Dolar kurunun sürekli olarak düşeceğini belirten Türkiye Gazetesi yazarı ekonomist Necmettin Batırel'den yeni değerlendirmeler g
Türkiye Gazetesi yazarı Necmettin Batırel, 'Adım adım hedefe' başlıklı yazısında çarpıcı ifadeler kullandı.
Necmettin Batırel, Türkiye'nin son hamle olarak Şanghay iş birliği teşkilatında yer alacağını söyledi.
İşte Necmettin Batırel'in o yazısı:
Merkez Bankası’nın ticari kredi faizlerine üst sınır getirmesi enflasyon şakşakçılarını perişan etti. Bankalar artık şirketlere yüzde 30’dan fazla faizle kredi veremeyecek. Resmî Gazete'de yayınlanan karara göre, ticari kredi faizi %22,85’le taban yapıldı. Bankalar bunun üzerinde faiz isterse, verdiği kredinin %20’si kadar, eğer kredi faizi %29,38’i aşarsa %90’ı kadar hazine tahvili almak zorunda kalacak...

- _Görev yönergesi_
Kaynak metinden "Dolar kurunun sürekli" sözleriyle başlayıp "almak zorunda kalacak..." sözlerine kadar süren bölümü aynen alıntılayın.

- _Sağlanan veriler_
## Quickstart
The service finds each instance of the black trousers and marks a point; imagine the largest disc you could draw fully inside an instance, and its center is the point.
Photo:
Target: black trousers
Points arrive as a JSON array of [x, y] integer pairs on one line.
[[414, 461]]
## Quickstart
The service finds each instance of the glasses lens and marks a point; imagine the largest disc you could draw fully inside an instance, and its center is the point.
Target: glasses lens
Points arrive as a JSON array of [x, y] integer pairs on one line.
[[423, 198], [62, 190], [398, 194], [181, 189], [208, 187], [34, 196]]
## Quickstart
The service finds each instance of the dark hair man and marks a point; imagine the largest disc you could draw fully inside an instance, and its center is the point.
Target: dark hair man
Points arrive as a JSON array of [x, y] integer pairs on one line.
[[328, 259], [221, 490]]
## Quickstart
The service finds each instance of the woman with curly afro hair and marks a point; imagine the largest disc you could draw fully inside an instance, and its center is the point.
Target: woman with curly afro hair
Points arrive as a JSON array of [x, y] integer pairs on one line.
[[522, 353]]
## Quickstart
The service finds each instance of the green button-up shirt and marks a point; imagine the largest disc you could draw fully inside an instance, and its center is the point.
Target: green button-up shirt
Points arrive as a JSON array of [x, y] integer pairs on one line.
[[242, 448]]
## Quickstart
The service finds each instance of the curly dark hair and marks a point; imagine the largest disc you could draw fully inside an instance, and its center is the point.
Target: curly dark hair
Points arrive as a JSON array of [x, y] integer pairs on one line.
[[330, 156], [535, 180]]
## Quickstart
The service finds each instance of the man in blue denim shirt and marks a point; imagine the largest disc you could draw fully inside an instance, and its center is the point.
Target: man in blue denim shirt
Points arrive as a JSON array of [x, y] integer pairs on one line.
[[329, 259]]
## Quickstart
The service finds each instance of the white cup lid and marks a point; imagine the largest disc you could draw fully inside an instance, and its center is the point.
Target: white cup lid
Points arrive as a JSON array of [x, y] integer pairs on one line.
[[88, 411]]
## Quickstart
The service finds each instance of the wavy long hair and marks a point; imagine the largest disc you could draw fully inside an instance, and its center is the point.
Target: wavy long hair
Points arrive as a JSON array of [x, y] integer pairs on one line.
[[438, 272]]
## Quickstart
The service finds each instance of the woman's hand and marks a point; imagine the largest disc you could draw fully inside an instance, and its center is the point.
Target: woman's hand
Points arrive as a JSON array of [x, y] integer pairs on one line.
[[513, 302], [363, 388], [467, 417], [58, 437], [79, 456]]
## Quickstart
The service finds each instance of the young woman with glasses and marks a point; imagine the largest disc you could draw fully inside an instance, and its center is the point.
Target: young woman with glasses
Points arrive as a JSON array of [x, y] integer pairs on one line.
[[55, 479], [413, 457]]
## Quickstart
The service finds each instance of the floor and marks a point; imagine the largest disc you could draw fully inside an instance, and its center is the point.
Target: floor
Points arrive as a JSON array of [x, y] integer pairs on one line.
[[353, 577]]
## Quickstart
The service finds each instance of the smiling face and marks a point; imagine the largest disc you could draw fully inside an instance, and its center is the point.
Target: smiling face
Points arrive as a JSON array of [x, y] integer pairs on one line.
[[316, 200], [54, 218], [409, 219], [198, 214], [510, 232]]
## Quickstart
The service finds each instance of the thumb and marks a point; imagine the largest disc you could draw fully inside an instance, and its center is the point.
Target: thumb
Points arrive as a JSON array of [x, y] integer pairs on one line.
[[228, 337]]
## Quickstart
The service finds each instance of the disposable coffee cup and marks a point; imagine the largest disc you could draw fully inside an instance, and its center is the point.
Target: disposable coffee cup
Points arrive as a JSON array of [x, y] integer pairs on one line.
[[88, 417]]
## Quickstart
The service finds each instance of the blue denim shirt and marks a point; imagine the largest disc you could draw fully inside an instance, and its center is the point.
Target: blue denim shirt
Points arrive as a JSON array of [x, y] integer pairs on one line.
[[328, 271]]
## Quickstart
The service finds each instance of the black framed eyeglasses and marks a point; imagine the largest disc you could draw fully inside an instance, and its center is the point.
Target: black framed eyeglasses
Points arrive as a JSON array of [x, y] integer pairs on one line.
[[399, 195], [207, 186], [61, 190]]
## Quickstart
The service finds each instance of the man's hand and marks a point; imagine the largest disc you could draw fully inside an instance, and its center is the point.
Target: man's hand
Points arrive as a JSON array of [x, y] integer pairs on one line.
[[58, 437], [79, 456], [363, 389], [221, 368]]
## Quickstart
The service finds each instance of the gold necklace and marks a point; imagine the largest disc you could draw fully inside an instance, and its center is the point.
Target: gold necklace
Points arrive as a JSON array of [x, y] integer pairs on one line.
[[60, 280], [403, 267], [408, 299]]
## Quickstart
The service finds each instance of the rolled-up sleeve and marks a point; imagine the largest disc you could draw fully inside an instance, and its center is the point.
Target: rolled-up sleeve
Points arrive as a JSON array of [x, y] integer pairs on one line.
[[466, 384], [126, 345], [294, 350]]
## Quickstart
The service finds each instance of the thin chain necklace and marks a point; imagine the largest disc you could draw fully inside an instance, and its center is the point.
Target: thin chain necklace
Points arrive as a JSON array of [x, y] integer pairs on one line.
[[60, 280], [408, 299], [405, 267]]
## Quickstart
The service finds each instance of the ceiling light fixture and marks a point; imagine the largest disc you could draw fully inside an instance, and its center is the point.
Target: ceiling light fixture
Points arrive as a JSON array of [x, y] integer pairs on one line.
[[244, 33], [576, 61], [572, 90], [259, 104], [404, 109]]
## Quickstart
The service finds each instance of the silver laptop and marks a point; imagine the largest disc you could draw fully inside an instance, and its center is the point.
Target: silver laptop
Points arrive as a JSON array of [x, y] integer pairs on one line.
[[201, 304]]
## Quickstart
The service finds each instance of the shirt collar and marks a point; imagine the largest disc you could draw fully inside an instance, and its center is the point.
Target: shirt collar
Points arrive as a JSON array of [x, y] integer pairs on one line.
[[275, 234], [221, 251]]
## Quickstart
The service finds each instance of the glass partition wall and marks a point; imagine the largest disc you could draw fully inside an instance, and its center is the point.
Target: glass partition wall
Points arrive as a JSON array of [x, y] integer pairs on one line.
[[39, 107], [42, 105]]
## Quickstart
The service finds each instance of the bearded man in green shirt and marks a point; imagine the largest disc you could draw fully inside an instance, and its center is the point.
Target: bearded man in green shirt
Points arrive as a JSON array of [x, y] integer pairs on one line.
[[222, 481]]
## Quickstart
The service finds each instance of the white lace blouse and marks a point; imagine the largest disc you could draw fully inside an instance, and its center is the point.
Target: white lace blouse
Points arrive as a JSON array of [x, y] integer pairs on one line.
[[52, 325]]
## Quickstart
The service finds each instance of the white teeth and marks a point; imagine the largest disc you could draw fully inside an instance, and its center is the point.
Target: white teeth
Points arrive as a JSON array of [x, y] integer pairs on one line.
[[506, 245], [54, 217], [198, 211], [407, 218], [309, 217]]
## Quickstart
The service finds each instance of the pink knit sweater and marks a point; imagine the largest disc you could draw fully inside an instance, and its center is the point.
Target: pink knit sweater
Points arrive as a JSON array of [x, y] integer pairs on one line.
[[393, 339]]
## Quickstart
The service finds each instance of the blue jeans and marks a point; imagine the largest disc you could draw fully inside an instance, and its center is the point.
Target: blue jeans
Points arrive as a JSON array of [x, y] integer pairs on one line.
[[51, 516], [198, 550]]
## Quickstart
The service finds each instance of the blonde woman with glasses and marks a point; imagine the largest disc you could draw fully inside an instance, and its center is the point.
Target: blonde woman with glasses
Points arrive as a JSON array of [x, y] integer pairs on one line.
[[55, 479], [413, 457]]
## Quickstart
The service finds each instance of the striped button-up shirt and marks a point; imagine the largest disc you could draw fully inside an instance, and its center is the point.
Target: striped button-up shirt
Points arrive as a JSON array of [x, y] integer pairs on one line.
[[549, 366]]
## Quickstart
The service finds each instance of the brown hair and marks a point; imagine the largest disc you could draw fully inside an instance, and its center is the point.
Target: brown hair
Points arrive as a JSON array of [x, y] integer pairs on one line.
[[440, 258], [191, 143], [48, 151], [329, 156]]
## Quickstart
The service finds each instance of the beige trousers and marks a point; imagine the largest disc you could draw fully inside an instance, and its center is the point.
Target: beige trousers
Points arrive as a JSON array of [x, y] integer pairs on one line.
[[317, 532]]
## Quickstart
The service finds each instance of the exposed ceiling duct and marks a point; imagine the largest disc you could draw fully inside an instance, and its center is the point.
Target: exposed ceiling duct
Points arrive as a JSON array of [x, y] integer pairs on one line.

- _Alıştırma yanıtı_
Dolar kurunun sürekli olarak düşeceğini belirten Türkiye Gazetesi yazarı ekonomist Necmettin Batırel'den yeni değerlendirmeler g
Türkiye Gazetesi yazarı Necmettin Batırel, 'Adım adım hedefe' başlıklı yazısında çarpıcı ifadeler kullandı.
Necmettin Batırel, Türkiye'nin son hamle olarak Şanghay iş birliği teşkilatında yer alacağını söyledi.
İşte Necmettin Batırel'in o yazısı:
Merkez Bankası’nın ticari kredi faizlerine üst sınır getirmesi enflasyon şakşakçılarını perişan etti. Bankalar artık şirketlere yüzde 30’dan fazla faizle kredi veremeyecek. Resmî Gazete'de yayınlanan karara göre, ticari kredi faizi %22,85’le taban yapıldı. Bankalar bunun üzerinde faiz isterse, verdiği kredinin %20’si kadar, eğer kredi faizi %29,38’i aşarsa %90’ı kadar hazine tahvili almak zorunda kalacak...